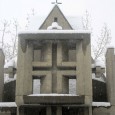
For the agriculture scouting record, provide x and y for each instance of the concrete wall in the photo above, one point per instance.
(61, 19)
(5, 113)
(9, 91)
(2, 59)
(101, 111)
(99, 91)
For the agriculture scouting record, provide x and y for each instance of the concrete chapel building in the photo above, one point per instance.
(56, 74)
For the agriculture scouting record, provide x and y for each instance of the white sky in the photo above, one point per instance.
(101, 11)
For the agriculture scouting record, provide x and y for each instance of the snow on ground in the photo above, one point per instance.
(101, 104)
(52, 94)
(56, 31)
(8, 104)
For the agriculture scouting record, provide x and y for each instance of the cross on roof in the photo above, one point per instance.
(56, 2)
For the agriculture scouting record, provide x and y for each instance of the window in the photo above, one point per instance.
(55, 19)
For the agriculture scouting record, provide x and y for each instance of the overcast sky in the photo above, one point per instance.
(101, 11)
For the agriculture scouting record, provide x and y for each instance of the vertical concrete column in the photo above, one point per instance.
(46, 83)
(2, 59)
(79, 69)
(65, 85)
(65, 55)
(28, 69)
(59, 83)
(87, 71)
(110, 73)
(48, 111)
(59, 53)
(59, 111)
(20, 74)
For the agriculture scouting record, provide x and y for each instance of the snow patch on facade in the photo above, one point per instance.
(8, 104)
(101, 104)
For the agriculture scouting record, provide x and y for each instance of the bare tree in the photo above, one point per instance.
(102, 41)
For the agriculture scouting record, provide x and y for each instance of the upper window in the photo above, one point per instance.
(55, 19)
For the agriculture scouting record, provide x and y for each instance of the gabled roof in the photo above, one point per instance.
(56, 12)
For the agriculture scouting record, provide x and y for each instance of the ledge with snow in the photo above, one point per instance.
(53, 99)
(51, 35)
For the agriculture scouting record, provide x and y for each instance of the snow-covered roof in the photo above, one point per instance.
(8, 104)
(101, 104)
(56, 32)
(52, 94)
(54, 26)
(36, 21)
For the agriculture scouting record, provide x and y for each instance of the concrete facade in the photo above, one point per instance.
(54, 69)
(54, 57)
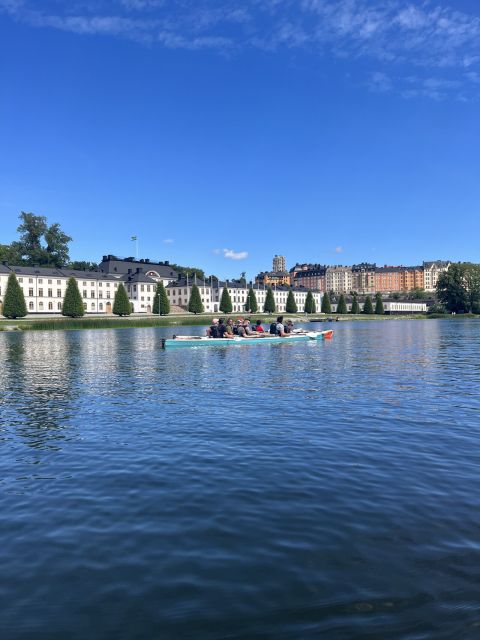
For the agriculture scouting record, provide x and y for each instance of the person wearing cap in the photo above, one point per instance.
(212, 331)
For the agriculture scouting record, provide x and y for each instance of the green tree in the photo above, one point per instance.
(379, 310)
(326, 306)
(225, 302)
(342, 305)
(291, 305)
(162, 298)
(355, 306)
(451, 290)
(368, 306)
(121, 303)
(310, 306)
(72, 302)
(8, 253)
(472, 286)
(195, 303)
(252, 304)
(269, 305)
(14, 303)
(33, 229)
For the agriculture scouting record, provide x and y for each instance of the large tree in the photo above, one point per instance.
(161, 303)
(326, 306)
(195, 304)
(342, 305)
(269, 305)
(39, 243)
(9, 253)
(72, 302)
(368, 306)
(291, 306)
(355, 306)
(121, 303)
(310, 306)
(379, 310)
(451, 289)
(14, 303)
(226, 302)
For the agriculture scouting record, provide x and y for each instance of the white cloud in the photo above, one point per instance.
(429, 36)
(235, 255)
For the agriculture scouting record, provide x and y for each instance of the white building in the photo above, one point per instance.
(211, 294)
(339, 279)
(279, 264)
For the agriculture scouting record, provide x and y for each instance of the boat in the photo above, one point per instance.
(262, 338)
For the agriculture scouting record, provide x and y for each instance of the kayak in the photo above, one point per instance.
(265, 338)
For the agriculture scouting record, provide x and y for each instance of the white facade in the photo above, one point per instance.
(44, 289)
(179, 294)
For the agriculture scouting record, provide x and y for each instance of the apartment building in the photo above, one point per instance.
(431, 271)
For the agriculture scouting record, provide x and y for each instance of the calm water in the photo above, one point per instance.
(286, 491)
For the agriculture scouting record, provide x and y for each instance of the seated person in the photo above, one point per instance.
(280, 327)
(212, 331)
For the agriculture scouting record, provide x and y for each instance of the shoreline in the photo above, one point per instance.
(59, 323)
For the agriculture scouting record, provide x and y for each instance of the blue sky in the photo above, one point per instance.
(221, 132)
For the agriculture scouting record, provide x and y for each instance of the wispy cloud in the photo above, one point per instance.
(431, 41)
(235, 255)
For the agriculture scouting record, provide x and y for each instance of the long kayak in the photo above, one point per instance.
(265, 338)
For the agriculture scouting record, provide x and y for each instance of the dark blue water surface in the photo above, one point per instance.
(263, 491)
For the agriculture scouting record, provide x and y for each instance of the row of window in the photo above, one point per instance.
(31, 306)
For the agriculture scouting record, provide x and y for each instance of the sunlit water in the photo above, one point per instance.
(265, 491)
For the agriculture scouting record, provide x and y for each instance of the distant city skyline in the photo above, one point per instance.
(332, 132)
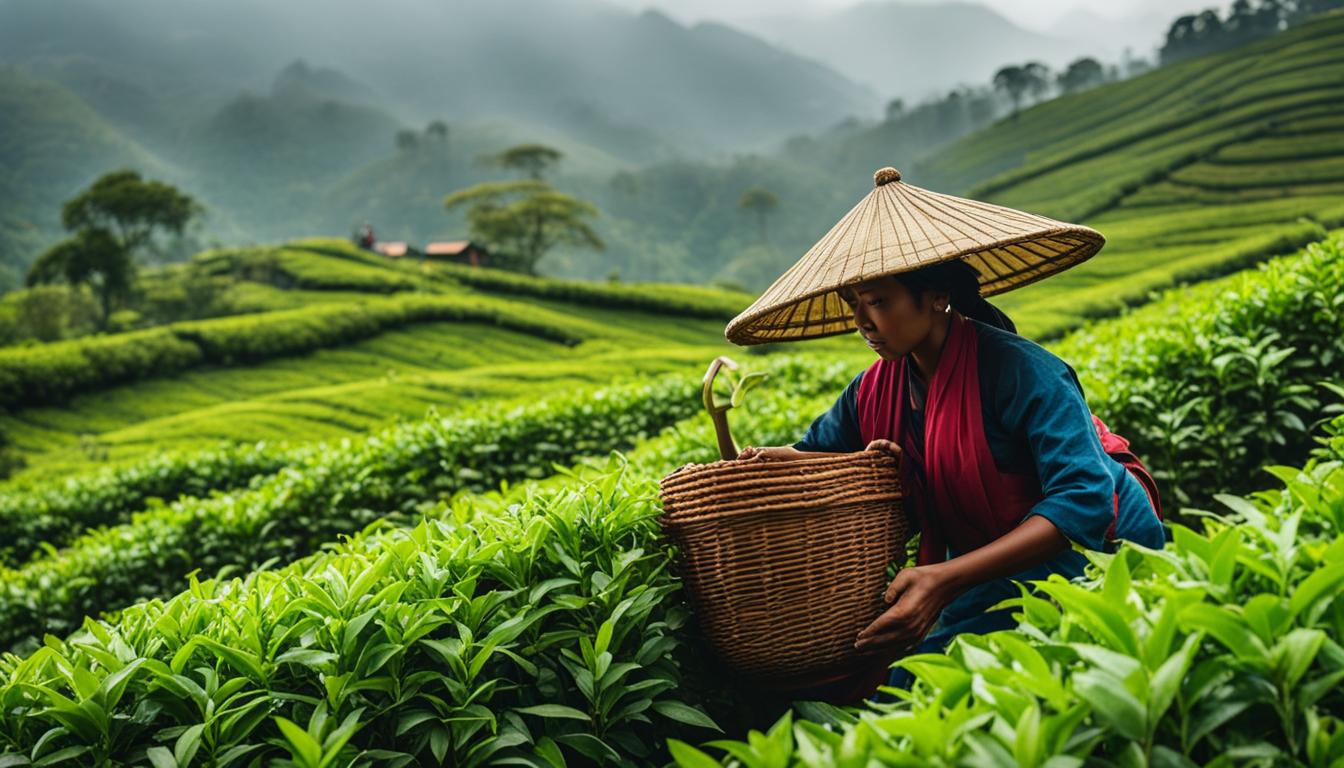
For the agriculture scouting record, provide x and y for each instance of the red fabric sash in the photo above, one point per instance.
(953, 488)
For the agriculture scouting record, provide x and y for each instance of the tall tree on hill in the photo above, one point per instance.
(131, 209)
(531, 159)
(92, 257)
(1012, 80)
(522, 221)
(1081, 74)
(1038, 80)
(113, 219)
(760, 202)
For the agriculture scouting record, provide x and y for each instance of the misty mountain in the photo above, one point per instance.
(577, 62)
(913, 50)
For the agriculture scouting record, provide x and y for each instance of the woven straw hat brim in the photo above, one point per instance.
(898, 227)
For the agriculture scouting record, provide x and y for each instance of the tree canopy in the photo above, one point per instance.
(129, 209)
(116, 217)
(524, 219)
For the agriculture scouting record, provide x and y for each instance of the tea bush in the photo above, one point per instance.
(50, 373)
(335, 490)
(1215, 381)
(538, 626)
(51, 514)
(1222, 650)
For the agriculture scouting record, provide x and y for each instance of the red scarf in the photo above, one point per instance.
(953, 488)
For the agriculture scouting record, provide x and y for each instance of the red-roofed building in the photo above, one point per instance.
(458, 252)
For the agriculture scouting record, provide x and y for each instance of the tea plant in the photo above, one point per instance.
(1214, 382)
(1221, 650)
(43, 515)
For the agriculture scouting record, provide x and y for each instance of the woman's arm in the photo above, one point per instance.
(921, 593)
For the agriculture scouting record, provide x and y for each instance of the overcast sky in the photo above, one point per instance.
(1031, 14)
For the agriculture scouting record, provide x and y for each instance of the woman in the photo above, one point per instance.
(989, 521)
(1001, 462)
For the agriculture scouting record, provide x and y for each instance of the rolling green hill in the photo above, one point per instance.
(1194, 170)
(343, 342)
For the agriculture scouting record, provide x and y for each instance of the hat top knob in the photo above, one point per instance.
(885, 176)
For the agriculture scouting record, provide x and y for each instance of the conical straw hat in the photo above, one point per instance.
(898, 227)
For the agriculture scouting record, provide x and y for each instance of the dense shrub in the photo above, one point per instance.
(336, 490)
(664, 299)
(1222, 650)
(34, 515)
(1215, 381)
(50, 373)
(535, 626)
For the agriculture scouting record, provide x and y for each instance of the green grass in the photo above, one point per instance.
(1191, 171)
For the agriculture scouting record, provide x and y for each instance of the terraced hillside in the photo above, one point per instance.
(339, 342)
(1192, 170)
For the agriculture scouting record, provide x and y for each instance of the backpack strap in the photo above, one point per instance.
(1117, 448)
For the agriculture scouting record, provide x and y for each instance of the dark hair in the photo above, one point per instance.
(961, 281)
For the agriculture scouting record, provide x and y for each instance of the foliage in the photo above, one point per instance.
(43, 515)
(50, 373)
(1212, 382)
(129, 209)
(1221, 650)
(324, 492)
(92, 257)
(522, 221)
(536, 624)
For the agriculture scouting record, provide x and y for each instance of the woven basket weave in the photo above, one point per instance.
(785, 560)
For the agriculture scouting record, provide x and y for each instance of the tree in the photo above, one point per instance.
(1038, 80)
(761, 203)
(531, 159)
(92, 257)
(116, 217)
(1012, 80)
(131, 209)
(523, 219)
(1082, 74)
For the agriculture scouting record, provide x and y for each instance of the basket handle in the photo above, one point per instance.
(719, 412)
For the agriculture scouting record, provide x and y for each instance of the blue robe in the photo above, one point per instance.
(1028, 397)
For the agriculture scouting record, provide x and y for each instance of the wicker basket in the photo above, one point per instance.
(785, 560)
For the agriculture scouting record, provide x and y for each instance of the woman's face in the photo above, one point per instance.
(887, 315)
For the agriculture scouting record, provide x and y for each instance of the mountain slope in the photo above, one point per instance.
(1192, 170)
(51, 144)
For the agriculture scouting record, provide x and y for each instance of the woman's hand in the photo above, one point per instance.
(770, 452)
(918, 595)
(885, 445)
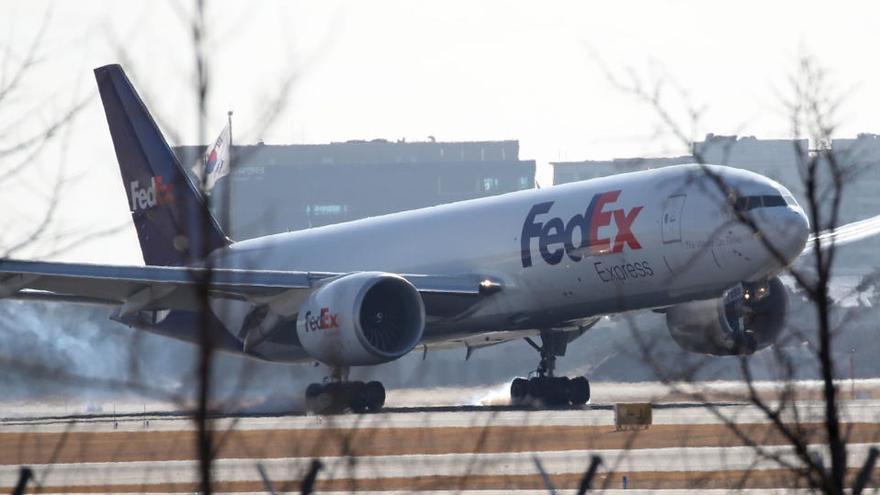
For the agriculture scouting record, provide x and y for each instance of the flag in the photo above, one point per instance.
(215, 163)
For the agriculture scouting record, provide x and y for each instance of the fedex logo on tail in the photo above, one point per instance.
(157, 193)
(556, 238)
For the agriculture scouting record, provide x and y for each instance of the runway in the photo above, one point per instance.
(437, 448)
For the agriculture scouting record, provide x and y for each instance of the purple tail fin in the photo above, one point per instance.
(174, 225)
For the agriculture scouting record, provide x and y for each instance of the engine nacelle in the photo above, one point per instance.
(361, 319)
(746, 319)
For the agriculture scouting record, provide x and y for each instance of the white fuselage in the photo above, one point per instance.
(630, 241)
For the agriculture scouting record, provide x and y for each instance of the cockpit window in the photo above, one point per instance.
(746, 203)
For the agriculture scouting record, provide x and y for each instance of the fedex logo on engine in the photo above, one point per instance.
(324, 321)
(557, 238)
(156, 193)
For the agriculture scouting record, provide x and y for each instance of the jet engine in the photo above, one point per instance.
(361, 319)
(747, 318)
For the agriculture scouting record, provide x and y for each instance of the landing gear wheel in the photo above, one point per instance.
(578, 391)
(551, 391)
(519, 390)
(337, 397)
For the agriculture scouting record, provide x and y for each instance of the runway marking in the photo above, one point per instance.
(645, 480)
(74, 447)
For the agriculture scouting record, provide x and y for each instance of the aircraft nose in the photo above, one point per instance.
(790, 231)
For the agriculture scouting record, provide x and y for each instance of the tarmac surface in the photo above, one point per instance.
(688, 448)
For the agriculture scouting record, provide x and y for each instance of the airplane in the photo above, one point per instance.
(541, 264)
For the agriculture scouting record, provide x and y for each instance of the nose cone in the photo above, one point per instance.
(788, 229)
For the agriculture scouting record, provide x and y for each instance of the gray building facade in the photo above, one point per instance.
(280, 188)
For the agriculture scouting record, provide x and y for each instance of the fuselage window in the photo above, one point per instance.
(746, 203)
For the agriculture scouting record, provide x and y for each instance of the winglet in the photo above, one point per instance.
(173, 222)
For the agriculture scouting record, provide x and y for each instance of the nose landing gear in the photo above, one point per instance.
(337, 395)
(544, 387)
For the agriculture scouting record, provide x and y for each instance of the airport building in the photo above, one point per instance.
(279, 188)
(779, 159)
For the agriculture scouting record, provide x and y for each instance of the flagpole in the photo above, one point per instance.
(227, 207)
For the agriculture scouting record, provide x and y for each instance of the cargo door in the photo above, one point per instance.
(673, 208)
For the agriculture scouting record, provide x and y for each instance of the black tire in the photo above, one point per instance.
(537, 388)
(579, 391)
(314, 390)
(519, 389)
(556, 393)
(355, 396)
(374, 396)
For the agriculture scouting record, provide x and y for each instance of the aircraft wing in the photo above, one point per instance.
(135, 288)
(846, 234)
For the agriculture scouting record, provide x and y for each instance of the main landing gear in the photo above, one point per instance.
(337, 394)
(544, 387)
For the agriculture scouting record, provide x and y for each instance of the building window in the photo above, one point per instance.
(490, 184)
(320, 210)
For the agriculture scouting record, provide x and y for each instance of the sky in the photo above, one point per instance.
(538, 72)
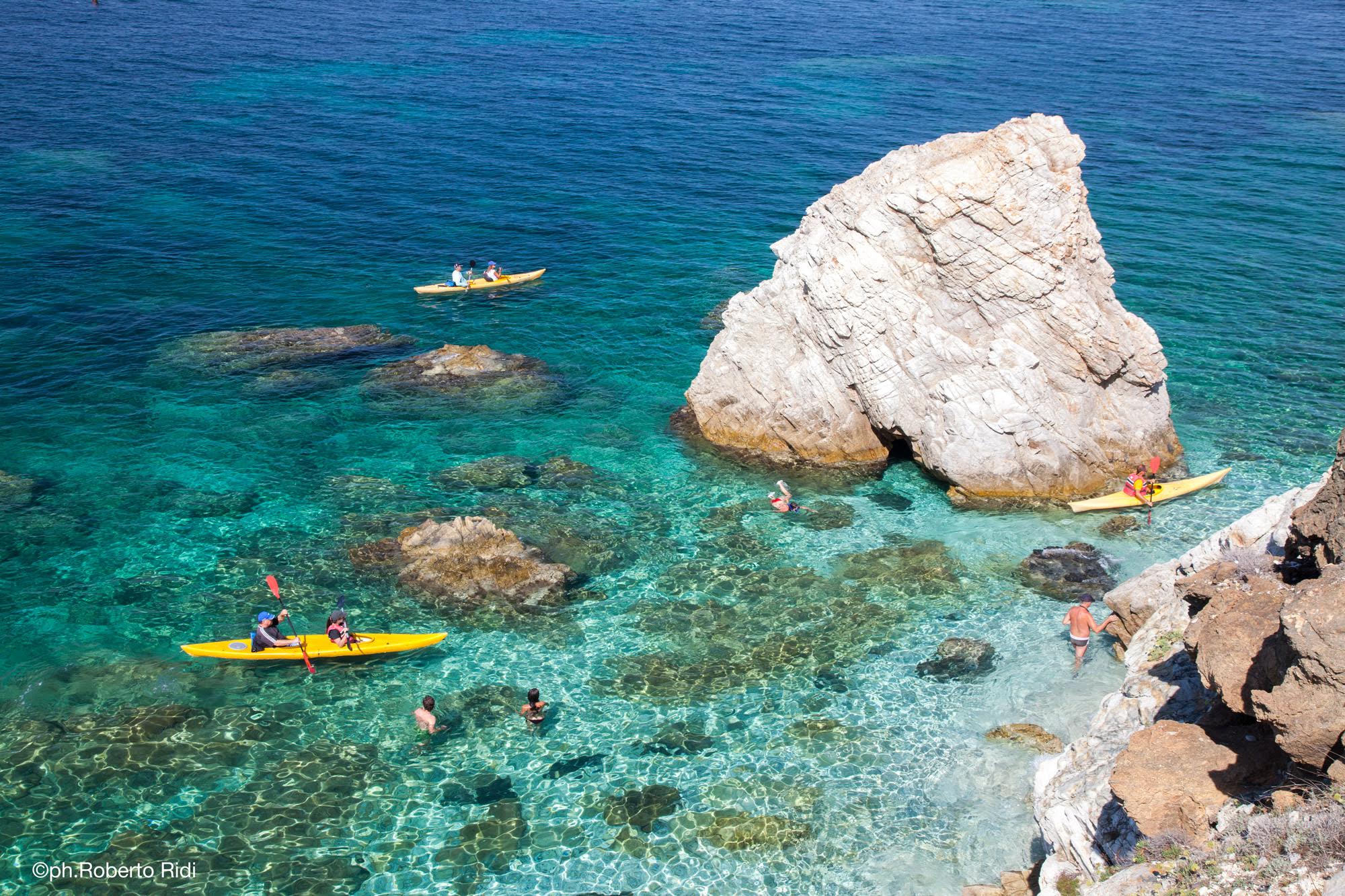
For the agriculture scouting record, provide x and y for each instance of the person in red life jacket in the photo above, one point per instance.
(337, 630)
(1140, 487)
(785, 502)
(535, 710)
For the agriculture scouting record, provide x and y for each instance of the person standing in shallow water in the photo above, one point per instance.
(1082, 627)
(426, 717)
(535, 710)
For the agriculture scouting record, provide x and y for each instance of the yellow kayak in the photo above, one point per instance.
(1163, 491)
(318, 646)
(482, 283)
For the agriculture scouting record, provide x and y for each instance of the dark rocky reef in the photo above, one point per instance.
(256, 350)
(478, 374)
(958, 658)
(642, 807)
(1067, 572)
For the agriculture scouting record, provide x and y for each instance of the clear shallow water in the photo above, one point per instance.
(173, 170)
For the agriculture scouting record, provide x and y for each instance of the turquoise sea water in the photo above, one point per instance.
(177, 169)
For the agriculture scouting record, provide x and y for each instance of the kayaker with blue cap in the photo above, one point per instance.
(268, 631)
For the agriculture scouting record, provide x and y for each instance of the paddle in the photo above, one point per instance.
(1153, 469)
(275, 589)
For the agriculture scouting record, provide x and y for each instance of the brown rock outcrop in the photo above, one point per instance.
(1234, 638)
(1308, 706)
(470, 563)
(1317, 534)
(1175, 775)
(1027, 735)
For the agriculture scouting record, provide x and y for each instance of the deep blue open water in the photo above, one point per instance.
(170, 169)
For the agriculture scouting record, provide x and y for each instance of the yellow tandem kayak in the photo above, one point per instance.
(482, 283)
(318, 646)
(1163, 491)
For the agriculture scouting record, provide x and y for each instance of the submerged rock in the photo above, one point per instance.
(740, 830)
(953, 298)
(642, 807)
(492, 842)
(15, 491)
(1028, 735)
(588, 544)
(958, 658)
(248, 350)
(1118, 525)
(891, 499)
(481, 788)
(829, 514)
(505, 471)
(579, 763)
(469, 563)
(923, 567)
(738, 546)
(1067, 572)
(679, 739)
(714, 318)
(284, 384)
(509, 473)
(457, 368)
(730, 517)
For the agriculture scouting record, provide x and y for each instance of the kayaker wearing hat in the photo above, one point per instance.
(1137, 486)
(268, 631)
(337, 630)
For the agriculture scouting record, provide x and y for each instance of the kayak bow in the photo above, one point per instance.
(1163, 491)
(482, 283)
(318, 646)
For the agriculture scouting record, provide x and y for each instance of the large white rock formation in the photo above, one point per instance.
(953, 296)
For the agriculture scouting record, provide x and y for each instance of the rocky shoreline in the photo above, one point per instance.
(1235, 690)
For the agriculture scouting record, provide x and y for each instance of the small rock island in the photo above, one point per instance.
(952, 303)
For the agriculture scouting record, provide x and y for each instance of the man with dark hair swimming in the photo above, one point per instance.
(1082, 626)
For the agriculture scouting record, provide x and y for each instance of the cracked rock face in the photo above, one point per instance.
(953, 296)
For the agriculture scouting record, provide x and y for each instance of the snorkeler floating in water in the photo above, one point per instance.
(535, 710)
(786, 503)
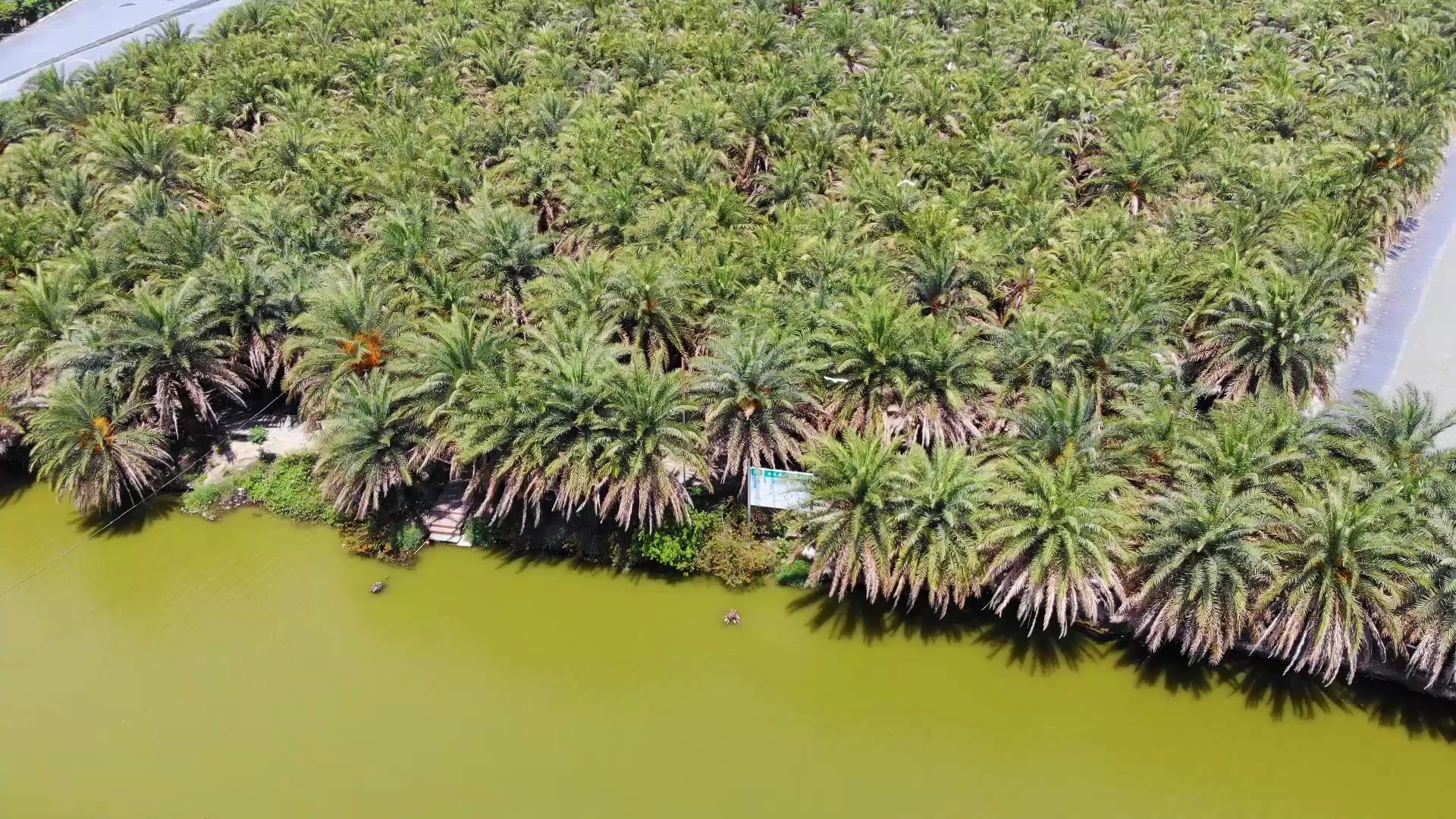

■ ■ ■

■ REQUIRED ACTION ■
Output the span from the line with "of the submerged" through the last line of the data, inclusive and exact, and omit every picture.

■ EXERCISE ANSWER ■
For the agriculture scouting record, provide x and y for each instance of the submerged rock in the photo above, one point per instance.
(740, 830)
(953, 298)
(642, 807)
(492, 842)
(15, 491)
(1028, 735)
(588, 544)
(958, 658)
(248, 350)
(1118, 525)
(891, 499)
(481, 788)
(829, 514)
(505, 471)
(579, 763)
(469, 563)
(923, 567)
(738, 546)
(1067, 572)
(679, 739)
(714, 318)
(284, 384)
(509, 473)
(457, 368)
(730, 517)
For the agriculture scouting record, provide x and y for each instance of the kayaker wearing hat in the photo above, one point per instance.
(1137, 486)
(268, 631)
(337, 630)
For the agriculture scouting record, provide x and y for each instance of the kayak bow in the photo above, one point per instance.
(1163, 491)
(482, 283)
(318, 646)
For the agriculture scouting record, provide x and y for each instance of the large white rock formation in the photo above, one point per instance.
(953, 296)
For the agriculture scouting record, provide x and y for each instance of the rocky shoreline in the photo above, one point per instance.
(1235, 690)
For the agriculture scouting record, provide x and y for each instance of the small rock island in the photo above, one point per instance.
(952, 303)
For the agriculture scouting record, provide x and y for each instance of the man with dark hair swimming in the photo above, one point per instance.
(1082, 626)
For the agriculture scouting record, provide x and y for each instance of the cracked rock face in the photo above, one point per instance.
(953, 296)
For the agriculture scouting record, provide x and y for each instance of the snorkeler floating in water in the photo above, one point per instance.
(535, 710)
(786, 503)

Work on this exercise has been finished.